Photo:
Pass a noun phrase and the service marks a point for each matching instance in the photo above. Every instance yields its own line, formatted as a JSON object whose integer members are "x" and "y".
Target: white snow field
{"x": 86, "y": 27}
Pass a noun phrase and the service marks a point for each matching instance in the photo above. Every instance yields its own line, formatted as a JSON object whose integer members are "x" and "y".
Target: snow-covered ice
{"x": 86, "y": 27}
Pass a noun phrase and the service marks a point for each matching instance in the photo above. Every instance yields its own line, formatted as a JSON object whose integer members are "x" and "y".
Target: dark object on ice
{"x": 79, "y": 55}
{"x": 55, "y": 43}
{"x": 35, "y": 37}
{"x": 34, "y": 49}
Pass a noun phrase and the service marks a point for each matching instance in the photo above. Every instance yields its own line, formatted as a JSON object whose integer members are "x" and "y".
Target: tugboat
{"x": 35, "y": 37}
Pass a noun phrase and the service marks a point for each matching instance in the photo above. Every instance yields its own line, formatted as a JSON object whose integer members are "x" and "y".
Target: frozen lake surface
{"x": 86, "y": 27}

__________

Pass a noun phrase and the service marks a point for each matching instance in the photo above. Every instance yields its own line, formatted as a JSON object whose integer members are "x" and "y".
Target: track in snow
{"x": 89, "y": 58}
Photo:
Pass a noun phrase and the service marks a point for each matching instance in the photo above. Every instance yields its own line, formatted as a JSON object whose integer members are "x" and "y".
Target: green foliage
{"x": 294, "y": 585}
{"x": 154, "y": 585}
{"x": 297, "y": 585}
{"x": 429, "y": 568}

__________

**TASK TO COMPLETE:** Pick out every line in the entries above that contains the word "Target", and copy each of those lines.

**WRITTEN RESPONSE:**
Target: white snow field
Target: snow-covered ice
Target: dark object on ice
Target: tugboat
Target: frozen lake surface
Target: track in snow
Target: green foliage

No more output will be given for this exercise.